======== LISTED RECORDS

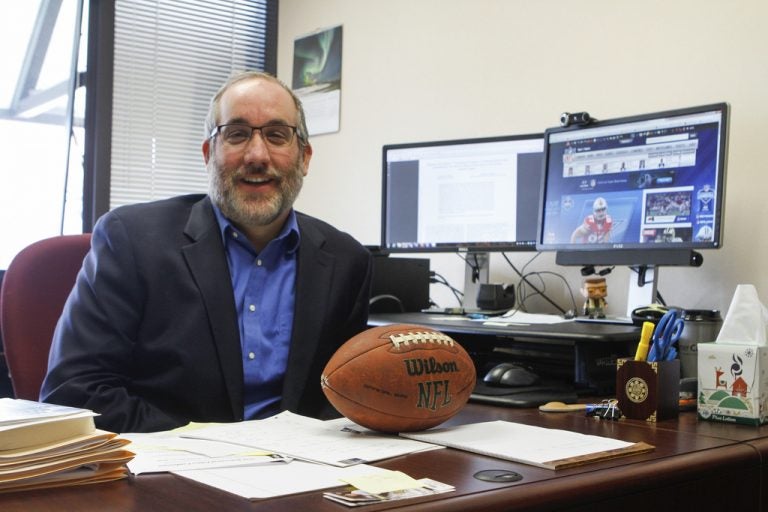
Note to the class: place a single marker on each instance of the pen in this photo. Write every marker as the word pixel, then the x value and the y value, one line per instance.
pixel 645 339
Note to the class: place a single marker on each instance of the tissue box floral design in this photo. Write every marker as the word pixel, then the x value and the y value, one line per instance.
pixel 733 383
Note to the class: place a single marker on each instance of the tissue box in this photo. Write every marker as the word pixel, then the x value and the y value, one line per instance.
pixel 733 383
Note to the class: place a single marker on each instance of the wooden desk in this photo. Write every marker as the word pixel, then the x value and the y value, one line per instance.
pixel 687 469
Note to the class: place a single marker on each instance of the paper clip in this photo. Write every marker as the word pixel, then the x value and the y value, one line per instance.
pixel 607 409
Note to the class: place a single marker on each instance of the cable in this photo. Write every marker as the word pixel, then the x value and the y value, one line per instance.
pixel 434 277
pixel 524 280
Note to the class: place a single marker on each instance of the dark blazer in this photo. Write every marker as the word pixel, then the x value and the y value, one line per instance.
pixel 149 335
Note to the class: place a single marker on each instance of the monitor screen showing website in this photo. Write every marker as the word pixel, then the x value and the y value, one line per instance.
pixel 471 194
pixel 645 184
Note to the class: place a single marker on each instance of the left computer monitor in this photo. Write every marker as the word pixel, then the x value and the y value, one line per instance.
pixel 461 195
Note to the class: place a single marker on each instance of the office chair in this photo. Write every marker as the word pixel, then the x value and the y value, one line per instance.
pixel 34 289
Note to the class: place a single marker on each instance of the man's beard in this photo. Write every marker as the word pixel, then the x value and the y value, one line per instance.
pixel 254 210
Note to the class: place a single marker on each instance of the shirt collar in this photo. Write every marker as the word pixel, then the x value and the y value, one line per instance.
pixel 289 234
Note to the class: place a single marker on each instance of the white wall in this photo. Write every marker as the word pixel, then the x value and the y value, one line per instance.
pixel 417 70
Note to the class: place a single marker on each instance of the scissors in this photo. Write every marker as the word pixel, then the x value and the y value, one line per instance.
pixel 666 334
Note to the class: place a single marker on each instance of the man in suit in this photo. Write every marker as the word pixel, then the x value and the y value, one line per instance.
pixel 218 307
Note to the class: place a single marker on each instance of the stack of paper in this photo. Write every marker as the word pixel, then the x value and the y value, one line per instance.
pixel 45 445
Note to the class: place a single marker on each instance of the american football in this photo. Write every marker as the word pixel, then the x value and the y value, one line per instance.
pixel 399 378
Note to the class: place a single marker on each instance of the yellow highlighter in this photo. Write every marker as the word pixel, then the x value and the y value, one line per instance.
pixel 645 341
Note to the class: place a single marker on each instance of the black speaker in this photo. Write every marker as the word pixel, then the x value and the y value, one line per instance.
pixel 495 297
pixel 403 280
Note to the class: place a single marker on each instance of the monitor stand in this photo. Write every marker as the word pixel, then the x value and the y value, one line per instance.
pixel 642 288
pixel 476 272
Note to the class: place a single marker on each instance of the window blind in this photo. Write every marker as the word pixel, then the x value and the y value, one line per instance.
pixel 170 57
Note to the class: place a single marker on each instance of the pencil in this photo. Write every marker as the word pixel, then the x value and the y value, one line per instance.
pixel 645 340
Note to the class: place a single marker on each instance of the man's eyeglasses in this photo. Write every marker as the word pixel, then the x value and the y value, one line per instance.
pixel 273 135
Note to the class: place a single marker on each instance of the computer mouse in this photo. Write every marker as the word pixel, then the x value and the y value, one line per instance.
pixel 494 374
pixel 519 376
pixel 510 374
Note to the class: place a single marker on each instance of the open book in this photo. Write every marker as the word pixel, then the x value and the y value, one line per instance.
pixel 537 446
pixel 44 445
pixel 25 423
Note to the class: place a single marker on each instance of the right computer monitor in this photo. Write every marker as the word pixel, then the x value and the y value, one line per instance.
pixel 641 190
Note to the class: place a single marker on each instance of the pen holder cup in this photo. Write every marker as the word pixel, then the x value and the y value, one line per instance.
pixel 648 391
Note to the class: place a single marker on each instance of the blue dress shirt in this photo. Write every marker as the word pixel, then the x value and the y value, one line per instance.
pixel 264 285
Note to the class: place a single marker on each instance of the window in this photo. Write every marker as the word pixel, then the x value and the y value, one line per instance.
pixel 149 69
pixel 41 121
pixel 170 57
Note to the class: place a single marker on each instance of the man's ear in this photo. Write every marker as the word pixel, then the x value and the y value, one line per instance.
pixel 306 158
pixel 206 150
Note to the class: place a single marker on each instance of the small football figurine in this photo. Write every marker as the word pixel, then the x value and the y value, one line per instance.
pixel 399 378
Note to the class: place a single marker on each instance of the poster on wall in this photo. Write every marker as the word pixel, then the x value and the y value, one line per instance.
pixel 317 78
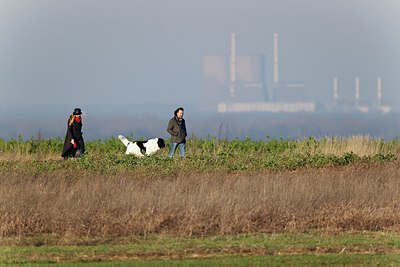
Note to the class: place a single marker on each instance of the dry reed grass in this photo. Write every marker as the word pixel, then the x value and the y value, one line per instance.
pixel 361 145
pixel 352 197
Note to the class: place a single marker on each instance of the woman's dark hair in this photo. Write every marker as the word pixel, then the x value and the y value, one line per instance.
pixel 177 110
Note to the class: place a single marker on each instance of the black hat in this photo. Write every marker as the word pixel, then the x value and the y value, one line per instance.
pixel 77 111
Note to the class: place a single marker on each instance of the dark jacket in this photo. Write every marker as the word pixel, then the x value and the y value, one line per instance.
pixel 74 131
pixel 177 129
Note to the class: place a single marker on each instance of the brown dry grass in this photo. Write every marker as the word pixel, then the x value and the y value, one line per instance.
pixel 352 197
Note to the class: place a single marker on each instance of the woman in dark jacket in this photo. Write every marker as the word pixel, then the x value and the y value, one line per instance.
pixel 74 144
pixel 177 129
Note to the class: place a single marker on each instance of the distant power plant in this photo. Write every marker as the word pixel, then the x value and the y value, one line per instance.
pixel 237 83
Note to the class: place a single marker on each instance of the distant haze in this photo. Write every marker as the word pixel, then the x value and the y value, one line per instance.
pixel 101 55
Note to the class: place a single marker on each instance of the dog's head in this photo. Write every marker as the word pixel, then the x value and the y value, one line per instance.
pixel 160 143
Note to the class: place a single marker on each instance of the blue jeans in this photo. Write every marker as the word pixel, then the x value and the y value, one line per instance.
pixel 174 146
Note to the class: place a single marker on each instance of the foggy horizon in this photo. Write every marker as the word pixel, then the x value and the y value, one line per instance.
pixel 136 58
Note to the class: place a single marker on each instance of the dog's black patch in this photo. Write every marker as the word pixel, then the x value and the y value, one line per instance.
pixel 141 146
pixel 160 143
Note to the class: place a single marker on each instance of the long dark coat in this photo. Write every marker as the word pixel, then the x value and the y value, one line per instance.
pixel 177 129
pixel 74 131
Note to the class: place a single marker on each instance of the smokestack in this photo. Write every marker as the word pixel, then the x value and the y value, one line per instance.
pixel 335 91
pixel 379 91
pixel 233 65
pixel 276 59
pixel 357 91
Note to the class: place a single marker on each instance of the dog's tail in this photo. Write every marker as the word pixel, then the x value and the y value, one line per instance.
pixel 124 140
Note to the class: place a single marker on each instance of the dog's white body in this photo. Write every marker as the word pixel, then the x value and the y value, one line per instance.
pixel 141 148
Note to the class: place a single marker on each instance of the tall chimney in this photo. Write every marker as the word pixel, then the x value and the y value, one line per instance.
pixel 233 65
pixel 357 91
pixel 276 59
pixel 335 91
pixel 379 91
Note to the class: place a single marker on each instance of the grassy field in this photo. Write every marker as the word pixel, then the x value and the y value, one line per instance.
pixel 229 202
pixel 280 249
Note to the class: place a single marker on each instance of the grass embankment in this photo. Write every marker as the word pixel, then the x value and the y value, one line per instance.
pixel 221 188
pixel 281 249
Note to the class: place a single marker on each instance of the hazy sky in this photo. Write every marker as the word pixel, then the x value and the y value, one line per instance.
pixel 95 52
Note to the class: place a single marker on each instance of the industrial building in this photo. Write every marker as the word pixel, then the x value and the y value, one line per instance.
pixel 238 83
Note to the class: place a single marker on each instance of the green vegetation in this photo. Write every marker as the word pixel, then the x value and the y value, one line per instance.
pixel 240 250
pixel 273 202
pixel 209 154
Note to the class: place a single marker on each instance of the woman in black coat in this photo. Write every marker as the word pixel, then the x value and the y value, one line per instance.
pixel 74 144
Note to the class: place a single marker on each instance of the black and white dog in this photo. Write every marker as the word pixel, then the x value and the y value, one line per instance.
pixel 141 148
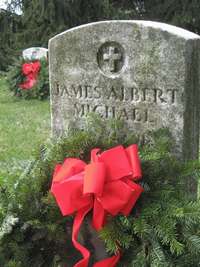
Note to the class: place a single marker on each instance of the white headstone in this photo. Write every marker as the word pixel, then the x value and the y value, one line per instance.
pixel 34 53
pixel 146 73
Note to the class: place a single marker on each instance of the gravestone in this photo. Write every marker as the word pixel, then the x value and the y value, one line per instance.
pixel 34 53
pixel 145 73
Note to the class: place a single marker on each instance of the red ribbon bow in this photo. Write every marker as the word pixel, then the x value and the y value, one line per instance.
pixel 106 185
pixel 30 70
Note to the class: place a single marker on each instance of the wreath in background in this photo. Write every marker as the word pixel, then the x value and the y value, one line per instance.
pixel 29 79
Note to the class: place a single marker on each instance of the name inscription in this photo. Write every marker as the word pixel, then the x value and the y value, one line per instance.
pixel 112 101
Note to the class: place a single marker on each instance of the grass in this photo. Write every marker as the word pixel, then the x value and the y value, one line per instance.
pixel 24 125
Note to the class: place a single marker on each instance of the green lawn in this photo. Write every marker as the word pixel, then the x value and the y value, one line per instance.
pixel 24 125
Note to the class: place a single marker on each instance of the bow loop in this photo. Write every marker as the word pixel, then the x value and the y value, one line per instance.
pixel 105 185
pixel 94 178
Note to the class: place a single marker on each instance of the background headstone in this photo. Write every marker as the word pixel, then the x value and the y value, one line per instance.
pixel 34 53
pixel 146 73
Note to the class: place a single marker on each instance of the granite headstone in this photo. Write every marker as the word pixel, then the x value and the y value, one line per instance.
pixel 146 73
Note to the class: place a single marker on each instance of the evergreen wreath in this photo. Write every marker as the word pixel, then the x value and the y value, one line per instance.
pixel 15 77
pixel 162 230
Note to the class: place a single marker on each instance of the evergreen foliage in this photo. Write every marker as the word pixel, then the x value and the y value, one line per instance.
pixel 15 77
pixel 163 229
pixel 41 19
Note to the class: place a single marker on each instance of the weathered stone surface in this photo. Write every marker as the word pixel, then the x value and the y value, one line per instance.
pixel 146 73
pixel 33 53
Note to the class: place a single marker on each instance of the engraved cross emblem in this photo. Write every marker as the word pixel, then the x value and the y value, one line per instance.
pixel 112 57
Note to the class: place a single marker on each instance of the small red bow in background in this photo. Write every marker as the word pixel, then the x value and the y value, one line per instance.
pixel 30 70
pixel 106 185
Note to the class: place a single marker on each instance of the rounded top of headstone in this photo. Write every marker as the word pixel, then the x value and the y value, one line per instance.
pixel 33 53
pixel 177 31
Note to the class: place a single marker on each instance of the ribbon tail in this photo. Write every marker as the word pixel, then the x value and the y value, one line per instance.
pixel 76 227
pixel 109 262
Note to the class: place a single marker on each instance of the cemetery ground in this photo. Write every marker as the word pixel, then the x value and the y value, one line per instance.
pixel 24 126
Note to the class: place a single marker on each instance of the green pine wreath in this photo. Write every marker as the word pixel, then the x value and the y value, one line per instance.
pixel 15 78
pixel 162 230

================

• _WORK REQUEST_: Your answer must be the lines from the one holding "the green pine" to the end of the listing above, exactly as written and nothing else.

• _THE ANSWER_:
Note to the class: place a single marker on each instance of the green pine wreath in this photo. Write every marker as the word pixel, then the x value and the y value, one line per instance.
pixel 15 78
pixel 162 230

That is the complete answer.